→ AVAILABLE RECORDS:
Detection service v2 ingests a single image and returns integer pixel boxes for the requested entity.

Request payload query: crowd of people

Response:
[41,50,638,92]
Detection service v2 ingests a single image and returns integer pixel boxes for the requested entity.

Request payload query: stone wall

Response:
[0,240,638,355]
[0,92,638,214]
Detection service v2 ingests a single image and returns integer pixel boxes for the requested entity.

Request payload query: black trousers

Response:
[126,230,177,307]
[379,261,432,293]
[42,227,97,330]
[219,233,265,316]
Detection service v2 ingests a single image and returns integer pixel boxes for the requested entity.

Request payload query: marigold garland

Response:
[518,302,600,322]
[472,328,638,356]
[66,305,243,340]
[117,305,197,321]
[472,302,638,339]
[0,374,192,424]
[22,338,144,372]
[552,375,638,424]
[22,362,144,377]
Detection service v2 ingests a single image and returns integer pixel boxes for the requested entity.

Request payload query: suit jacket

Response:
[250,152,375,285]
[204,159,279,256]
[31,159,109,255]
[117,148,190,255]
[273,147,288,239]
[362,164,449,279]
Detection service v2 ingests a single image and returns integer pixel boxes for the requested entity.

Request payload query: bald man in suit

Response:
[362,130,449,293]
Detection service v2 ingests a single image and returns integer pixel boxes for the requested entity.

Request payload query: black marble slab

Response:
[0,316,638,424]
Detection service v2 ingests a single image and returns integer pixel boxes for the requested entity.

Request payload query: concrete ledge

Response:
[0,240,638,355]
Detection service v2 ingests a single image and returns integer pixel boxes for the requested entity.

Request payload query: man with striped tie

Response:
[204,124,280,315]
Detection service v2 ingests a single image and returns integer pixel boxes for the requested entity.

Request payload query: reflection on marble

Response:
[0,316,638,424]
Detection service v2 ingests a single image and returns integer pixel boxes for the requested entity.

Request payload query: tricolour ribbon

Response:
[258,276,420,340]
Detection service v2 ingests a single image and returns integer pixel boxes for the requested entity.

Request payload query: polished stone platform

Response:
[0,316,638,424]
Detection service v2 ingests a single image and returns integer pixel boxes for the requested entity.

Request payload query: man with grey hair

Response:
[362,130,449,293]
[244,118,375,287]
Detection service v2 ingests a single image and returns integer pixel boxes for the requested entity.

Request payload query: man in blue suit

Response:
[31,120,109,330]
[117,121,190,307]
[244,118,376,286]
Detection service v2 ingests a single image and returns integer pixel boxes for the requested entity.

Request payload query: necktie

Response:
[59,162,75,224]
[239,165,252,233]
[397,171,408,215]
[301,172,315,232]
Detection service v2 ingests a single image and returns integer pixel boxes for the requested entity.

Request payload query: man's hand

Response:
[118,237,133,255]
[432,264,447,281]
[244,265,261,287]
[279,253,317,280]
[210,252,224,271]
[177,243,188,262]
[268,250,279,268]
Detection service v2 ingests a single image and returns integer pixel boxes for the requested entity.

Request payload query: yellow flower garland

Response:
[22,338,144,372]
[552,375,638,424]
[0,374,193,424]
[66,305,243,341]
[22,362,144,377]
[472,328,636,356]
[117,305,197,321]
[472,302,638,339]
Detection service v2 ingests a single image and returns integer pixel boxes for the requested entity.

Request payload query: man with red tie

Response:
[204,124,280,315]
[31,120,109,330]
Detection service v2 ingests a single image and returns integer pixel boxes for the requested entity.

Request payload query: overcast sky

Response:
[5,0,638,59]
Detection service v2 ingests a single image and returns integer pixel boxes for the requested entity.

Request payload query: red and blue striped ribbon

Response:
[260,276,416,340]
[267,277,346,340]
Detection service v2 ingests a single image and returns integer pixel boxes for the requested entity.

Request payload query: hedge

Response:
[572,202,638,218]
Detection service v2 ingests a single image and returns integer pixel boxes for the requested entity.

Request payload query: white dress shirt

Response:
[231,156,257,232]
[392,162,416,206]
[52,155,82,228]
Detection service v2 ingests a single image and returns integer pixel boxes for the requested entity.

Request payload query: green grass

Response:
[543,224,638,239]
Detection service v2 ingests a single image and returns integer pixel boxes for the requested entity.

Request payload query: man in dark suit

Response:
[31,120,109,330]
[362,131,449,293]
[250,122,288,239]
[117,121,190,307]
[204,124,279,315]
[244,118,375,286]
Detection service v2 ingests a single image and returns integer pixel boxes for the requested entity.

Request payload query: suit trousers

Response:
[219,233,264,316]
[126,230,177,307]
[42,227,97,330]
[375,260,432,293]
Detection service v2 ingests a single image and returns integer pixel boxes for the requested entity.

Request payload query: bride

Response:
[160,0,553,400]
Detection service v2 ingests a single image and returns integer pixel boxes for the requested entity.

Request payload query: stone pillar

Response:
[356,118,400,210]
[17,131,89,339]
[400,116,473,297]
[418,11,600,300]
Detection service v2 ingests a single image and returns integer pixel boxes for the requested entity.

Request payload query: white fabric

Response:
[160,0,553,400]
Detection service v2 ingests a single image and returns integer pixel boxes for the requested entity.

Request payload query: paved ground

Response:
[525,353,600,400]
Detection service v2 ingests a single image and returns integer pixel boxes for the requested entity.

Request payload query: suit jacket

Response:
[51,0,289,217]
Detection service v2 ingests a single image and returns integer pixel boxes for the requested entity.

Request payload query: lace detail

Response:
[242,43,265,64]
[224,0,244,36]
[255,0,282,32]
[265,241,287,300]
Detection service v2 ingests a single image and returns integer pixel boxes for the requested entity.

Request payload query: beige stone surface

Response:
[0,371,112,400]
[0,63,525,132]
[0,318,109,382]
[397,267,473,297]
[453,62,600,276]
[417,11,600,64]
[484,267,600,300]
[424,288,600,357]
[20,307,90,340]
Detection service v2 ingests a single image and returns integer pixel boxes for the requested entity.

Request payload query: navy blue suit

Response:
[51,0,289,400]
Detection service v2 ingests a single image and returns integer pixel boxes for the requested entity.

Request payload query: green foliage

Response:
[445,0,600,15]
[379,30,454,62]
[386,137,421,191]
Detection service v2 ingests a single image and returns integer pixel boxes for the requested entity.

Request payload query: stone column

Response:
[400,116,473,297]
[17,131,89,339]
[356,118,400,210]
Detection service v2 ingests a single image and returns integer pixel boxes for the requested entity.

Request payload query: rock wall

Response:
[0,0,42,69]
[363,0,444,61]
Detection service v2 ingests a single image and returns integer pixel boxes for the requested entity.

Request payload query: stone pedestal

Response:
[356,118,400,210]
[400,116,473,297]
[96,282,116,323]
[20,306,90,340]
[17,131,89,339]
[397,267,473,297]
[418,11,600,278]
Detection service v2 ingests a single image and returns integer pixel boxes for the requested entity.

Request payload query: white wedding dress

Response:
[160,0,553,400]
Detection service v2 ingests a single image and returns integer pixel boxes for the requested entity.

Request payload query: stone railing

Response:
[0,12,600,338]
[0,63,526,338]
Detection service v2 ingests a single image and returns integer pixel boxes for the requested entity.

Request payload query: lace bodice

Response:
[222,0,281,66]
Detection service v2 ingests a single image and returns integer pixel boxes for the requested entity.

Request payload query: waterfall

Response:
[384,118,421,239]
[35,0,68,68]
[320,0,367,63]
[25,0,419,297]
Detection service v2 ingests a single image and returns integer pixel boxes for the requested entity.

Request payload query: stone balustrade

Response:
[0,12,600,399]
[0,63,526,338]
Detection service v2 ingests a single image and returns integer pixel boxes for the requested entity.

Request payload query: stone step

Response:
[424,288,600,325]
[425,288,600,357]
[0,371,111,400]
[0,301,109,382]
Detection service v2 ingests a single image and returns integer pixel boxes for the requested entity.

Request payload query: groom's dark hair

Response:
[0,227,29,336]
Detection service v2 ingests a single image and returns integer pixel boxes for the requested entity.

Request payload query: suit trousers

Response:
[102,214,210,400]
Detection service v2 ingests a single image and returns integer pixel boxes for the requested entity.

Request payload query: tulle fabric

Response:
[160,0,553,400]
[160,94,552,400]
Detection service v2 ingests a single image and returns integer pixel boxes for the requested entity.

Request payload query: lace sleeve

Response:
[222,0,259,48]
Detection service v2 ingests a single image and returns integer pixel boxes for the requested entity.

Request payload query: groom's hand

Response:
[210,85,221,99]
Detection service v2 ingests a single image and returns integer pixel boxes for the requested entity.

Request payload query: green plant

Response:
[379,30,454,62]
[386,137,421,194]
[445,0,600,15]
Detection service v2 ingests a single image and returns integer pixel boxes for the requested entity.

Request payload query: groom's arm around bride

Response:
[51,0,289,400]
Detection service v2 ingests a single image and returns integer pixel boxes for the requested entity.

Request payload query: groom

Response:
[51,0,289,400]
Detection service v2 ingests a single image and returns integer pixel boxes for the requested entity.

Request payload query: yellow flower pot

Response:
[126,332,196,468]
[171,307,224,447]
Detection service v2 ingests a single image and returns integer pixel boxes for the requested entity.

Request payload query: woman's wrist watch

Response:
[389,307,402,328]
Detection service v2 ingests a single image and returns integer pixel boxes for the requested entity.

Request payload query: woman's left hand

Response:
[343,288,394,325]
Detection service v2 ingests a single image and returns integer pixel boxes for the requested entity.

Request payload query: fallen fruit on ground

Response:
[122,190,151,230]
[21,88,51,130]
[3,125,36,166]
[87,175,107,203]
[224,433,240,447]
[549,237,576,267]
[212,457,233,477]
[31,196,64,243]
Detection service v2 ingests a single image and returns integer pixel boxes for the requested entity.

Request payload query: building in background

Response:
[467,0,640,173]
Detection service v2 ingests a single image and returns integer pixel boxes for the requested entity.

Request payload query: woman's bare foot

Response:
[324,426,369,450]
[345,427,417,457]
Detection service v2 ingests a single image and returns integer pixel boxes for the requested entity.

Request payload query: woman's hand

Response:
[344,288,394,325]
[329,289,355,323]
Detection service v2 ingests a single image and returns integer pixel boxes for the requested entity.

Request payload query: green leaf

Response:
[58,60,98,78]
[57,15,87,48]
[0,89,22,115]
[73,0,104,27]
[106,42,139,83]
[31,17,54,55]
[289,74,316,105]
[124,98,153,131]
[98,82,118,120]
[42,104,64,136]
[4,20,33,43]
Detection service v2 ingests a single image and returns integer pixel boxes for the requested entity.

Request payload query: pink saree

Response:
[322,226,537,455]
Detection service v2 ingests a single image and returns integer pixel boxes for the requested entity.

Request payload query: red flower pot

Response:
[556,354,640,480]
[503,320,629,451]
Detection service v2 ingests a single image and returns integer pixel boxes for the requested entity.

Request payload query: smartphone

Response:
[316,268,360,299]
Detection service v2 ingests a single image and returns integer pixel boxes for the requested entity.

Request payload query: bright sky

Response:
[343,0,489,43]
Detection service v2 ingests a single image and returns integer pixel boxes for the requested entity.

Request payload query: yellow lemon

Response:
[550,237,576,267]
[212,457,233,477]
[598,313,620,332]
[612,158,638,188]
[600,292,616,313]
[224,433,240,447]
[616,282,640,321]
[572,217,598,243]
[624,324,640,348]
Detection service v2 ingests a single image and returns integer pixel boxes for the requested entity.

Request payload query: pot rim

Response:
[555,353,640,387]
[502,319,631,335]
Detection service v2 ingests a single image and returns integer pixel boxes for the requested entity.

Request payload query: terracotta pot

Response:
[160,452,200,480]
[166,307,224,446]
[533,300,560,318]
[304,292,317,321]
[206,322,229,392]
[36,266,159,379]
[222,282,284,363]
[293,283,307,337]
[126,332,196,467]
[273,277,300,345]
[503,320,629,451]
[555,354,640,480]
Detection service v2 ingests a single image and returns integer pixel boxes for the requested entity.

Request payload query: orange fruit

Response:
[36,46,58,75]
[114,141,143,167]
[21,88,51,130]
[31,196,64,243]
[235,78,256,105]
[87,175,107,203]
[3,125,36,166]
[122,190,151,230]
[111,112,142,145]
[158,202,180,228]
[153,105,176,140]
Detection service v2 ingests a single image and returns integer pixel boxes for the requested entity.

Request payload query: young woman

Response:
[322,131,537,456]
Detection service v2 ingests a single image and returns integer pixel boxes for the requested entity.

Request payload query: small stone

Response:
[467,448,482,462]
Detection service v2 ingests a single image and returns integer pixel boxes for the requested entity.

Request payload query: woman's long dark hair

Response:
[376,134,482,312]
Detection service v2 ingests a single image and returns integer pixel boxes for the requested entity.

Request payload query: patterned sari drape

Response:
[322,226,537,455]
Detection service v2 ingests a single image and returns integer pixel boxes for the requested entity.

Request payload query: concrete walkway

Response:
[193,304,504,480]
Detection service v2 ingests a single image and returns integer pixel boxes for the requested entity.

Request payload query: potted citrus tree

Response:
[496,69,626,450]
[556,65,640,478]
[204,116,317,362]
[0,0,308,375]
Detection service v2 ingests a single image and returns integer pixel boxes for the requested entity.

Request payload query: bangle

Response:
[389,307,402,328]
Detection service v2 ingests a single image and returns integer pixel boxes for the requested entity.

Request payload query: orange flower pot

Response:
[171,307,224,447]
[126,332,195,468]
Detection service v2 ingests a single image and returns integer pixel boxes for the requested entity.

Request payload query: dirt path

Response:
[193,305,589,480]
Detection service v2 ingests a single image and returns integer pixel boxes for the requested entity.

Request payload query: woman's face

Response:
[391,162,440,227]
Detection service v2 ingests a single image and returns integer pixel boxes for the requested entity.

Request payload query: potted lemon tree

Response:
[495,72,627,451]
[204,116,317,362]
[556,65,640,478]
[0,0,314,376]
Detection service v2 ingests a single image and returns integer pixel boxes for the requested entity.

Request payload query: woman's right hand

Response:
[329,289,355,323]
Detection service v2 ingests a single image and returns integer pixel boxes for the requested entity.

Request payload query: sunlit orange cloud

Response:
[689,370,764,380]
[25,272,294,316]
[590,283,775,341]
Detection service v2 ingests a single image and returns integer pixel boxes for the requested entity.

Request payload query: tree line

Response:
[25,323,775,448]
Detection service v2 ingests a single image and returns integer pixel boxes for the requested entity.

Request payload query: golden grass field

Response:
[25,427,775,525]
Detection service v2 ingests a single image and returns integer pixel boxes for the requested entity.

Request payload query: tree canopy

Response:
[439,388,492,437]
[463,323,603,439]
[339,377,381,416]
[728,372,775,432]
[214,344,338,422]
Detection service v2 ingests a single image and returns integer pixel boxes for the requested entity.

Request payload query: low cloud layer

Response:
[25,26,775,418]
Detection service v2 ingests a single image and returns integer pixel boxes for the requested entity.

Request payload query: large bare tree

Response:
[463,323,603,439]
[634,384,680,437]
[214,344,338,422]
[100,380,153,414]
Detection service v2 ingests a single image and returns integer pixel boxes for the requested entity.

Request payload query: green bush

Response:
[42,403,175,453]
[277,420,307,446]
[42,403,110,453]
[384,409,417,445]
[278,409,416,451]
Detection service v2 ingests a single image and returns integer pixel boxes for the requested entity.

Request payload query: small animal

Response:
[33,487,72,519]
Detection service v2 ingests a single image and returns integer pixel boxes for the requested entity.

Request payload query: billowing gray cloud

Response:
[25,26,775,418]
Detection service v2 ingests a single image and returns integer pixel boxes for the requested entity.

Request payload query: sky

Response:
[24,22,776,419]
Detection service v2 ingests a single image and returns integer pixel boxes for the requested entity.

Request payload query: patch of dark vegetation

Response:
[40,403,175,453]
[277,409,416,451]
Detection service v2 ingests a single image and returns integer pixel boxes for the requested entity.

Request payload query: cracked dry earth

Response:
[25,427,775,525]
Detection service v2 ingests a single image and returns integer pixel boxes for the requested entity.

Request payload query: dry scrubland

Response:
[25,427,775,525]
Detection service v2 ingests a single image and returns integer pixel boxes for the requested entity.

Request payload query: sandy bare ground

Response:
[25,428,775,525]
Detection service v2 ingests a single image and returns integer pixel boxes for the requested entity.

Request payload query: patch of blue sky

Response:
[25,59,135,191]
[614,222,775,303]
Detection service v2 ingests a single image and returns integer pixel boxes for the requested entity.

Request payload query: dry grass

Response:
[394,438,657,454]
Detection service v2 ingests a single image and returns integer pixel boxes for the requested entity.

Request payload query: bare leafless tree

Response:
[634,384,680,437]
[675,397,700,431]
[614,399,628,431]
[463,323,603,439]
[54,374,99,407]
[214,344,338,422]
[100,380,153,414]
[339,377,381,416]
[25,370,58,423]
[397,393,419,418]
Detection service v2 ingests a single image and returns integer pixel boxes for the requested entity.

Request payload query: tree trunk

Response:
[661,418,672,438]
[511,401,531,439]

→ YOUR TASK:
Copy the items word for word, starting at the very first line and ending with the line that contains "[258,276,420,340]", including that line.

→ OUTPUT OF THE EXERCISE:
Detection service v2 ingests a single image and returns integer pixel boxes for the requested entity.

Request payload query: crowd of people

Response:
[41,50,638,92]
Detection service v2 ingests a single image and returns integer pixel boxes for the requested entity.

Request payload query: stone wall

Response:
[0,240,638,355]
[0,92,638,214]
Detection service v2 ingests a single image and returns integer pixel boxes for the requested entity.

Request payload query: black trousers

Response:
[126,230,177,307]
[379,261,432,293]
[42,227,97,330]
[219,233,265,316]
Detection service v2 ingests a single image and returns integer pixel boxes for the requested entity.

Request payload query: marigold garland

Response:
[518,302,600,322]
[472,328,638,356]
[66,305,243,340]
[117,305,197,321]
[472,302,638,339]
[0,374,192,424]
[22,338,144,372]
[552,375,638,424]
[22,362,144,377]
Detection service v2 ingests a single image and returns integer pixel boxes for the requested entity.

Request payload query: suit jacket

Response:
[250,152,375,285]
[204,159,279,256]
[31,159,109,255]
[117,148,190,255]
[273,147,288,239]
[362,164,449,279]
Detection service v2 ingests a single image and returns integer pixel boxes for the requested entity.

Request payload query: bald man in suit

Response:
[362,130,449,293]
Detection service v2 ingests a single image and returns integer pixel boxes for the requested entity.

Request payload query: black marble slab

Response:
[0,316,638,424]
Detection service v2 ingests a single image and returns integer pixel boxes for the requested entity.

Request payload query: concrete ledge

Response:
[0,240,638,355]
Detection service v2 ingests a single image and returns integer pixel boxes for the requested entity.

Request payload query: man with striped tie

Response:
[204,124,280,315]
Detection service v2 ingests a single image and returns integer pixel boxes for the requested entity.

Request payload query: reflection on marble

Response:
[0,316,638,424]
Detection service v2 ingests a single image and returns integer pixel boxes for the requested entity.

Request payload query: tricolour ribbon

Response:
[258,276,420,340]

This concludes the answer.